[TO BE DONE] Reproduce word for word the passage of the teaching-hints text that starts with "Student Motivation and" and goes on through "a lifelong learner.".

[PROVIDED TEXT]
Start
Chapter 2 - Organizing and Teaching to Meet Student Needs

2K. What are some other teaching hints and ideas?

"Teaching hints and suggestions are easy to provide. It is the determination and willingness to attempt some of them that will inevitably make a positive difference in teaching and learning."

- Bernie Krynowsky


There are many sources of ideas for you to "tinker" or adapt your planning, teaching, and student assessment. Some of the sources are you colleagues, professional magazines, current disciplinary knowledge, the internet, books, and this guide. Changing is contingent upon your desire to make it better for your students. This section of the guide will loosely organize a collage of ideas that may work for you and your students. Please feel free to add to this list by e-mailing Bernie Krynowsky.

Nilson (2003), in "Teaching at its Best" and Gross Davis (1993) in "Tools for Teaching" provided summaries of ideas that both validate and summarize many ideas in this guide.

Student Motivation and Positive Relationships
  • Deliver your presentations with enthusiasm and energy. Strive for vocal variety and constant eye contact. Vary your speaking pace, and add dramatic pauses after major points. Gesture and move around the class. Be expressive. To your students, be they right or wrong, your dynamic presence signifies your passion and enthusiasm which can be contagious.
  • Make the course personal. Give reasons why you are so interested in the material and make it relevant to your students' concerns. Show how the knowledge skill and attitudes learned are important to them or society. You can become a role model for student interest and involvement as a lifelong learner.
End
[ENTRIES SUPPLIED]
Start
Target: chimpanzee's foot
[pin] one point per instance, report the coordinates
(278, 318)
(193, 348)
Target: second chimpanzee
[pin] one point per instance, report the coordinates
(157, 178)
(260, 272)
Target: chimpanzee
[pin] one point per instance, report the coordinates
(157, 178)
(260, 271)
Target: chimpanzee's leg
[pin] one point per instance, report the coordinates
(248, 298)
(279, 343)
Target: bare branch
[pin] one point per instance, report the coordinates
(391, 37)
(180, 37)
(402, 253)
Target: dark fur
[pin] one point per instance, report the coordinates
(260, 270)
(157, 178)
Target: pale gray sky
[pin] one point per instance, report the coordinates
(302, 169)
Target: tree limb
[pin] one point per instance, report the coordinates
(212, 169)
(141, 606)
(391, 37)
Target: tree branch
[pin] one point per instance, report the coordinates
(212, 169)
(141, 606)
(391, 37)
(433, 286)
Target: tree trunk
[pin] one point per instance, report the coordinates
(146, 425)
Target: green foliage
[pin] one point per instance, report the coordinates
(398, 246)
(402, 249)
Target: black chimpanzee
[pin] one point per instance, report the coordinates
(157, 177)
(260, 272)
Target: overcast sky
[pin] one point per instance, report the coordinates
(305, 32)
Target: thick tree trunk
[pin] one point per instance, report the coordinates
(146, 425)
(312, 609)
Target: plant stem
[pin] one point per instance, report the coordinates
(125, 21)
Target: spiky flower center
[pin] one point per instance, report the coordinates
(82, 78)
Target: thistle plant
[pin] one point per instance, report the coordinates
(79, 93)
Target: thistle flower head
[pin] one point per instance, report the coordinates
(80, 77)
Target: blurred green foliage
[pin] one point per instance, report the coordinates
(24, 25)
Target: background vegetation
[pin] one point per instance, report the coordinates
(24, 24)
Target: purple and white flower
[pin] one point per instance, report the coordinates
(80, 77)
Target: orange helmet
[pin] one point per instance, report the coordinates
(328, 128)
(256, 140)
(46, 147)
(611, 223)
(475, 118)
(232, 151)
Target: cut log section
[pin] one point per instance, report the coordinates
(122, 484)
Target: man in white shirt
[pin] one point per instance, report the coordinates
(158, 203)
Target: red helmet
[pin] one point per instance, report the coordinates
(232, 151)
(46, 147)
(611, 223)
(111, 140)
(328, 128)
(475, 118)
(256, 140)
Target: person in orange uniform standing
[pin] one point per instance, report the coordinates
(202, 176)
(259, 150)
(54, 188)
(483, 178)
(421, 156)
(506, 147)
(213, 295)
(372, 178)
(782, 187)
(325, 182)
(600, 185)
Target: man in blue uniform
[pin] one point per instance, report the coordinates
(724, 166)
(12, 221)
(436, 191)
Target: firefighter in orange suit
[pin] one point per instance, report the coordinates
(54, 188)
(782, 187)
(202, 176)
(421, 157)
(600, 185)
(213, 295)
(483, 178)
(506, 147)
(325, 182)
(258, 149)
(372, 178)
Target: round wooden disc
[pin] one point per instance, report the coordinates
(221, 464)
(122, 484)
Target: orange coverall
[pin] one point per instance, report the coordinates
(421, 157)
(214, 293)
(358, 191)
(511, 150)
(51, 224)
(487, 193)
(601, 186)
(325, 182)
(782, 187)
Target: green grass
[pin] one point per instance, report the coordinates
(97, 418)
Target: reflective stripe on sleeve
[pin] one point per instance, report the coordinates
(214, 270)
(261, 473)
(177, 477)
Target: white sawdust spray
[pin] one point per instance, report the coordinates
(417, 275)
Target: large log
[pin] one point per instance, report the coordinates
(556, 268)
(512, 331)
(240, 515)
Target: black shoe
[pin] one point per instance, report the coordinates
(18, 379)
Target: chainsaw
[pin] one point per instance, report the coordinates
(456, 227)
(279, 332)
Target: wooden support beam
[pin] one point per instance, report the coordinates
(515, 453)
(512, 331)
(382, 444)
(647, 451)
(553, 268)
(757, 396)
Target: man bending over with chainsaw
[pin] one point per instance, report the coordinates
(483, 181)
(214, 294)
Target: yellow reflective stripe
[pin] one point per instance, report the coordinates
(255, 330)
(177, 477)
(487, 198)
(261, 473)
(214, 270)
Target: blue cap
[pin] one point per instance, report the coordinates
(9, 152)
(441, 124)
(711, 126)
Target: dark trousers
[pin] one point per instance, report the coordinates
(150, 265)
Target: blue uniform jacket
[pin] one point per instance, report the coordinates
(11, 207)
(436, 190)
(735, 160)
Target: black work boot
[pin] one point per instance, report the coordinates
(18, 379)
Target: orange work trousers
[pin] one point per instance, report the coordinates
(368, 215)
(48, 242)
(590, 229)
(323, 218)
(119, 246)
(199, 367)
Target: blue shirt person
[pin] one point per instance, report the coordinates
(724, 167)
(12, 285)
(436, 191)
End
Start
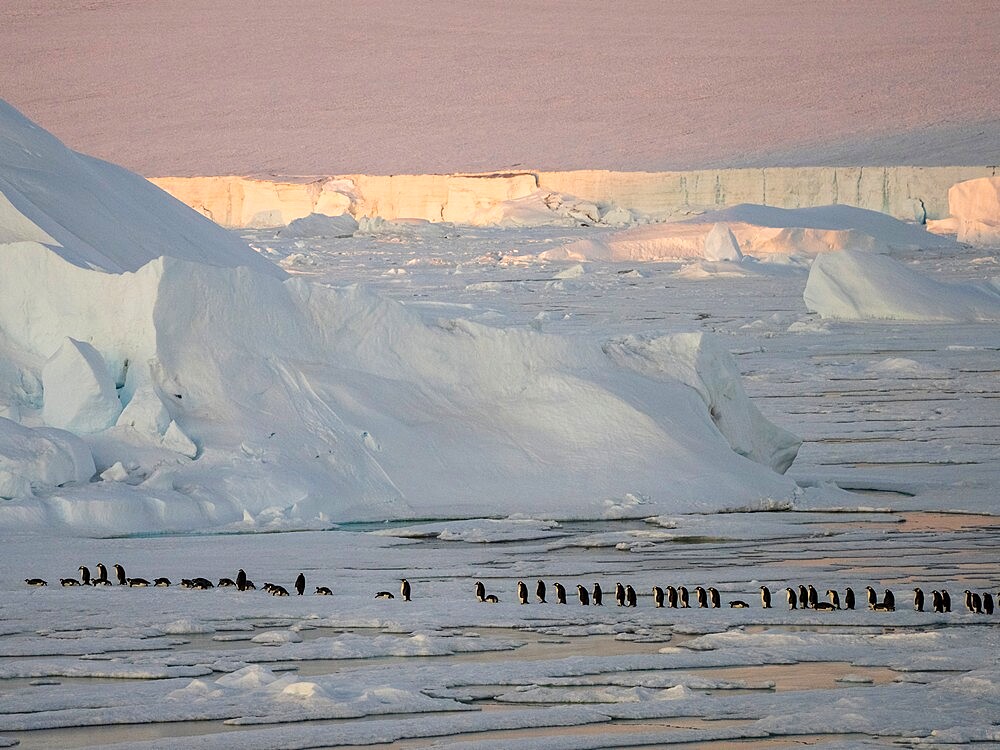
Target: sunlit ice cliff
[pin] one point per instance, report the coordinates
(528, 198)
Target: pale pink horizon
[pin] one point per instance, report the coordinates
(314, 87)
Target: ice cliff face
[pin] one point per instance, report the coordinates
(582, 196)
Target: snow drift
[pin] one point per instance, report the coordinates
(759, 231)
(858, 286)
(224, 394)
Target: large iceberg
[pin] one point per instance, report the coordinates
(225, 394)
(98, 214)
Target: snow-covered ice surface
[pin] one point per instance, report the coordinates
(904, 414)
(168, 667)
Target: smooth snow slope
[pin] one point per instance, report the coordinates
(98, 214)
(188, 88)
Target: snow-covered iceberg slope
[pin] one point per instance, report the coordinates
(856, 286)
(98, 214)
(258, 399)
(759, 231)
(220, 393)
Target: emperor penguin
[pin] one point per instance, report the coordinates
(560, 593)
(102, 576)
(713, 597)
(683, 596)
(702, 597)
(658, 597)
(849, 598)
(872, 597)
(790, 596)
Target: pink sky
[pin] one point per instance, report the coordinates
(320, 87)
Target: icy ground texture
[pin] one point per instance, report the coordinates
End
[SOLUTION FOR THIS TASK]
Student Motivation and Positive Relationships
  • Deliver your presentations with enthusiasm and energy. Strive for vocal variety and constant eye contact. Vary your speaking pace, and add dramatic pauses after major points. Gesture and move around the class. Be expressive. To your students, be they right or wrong, your dynamic presence signifies your passion and enthusiasm which can be contagious.
  • Make the course personal. Give reasons why you are so interested in the material and make it relevant to your students' concerns. Show how the knowledge skill and attitudes learned are important to them or society. You can become a role model for student interest and involvement as a lifelong learner.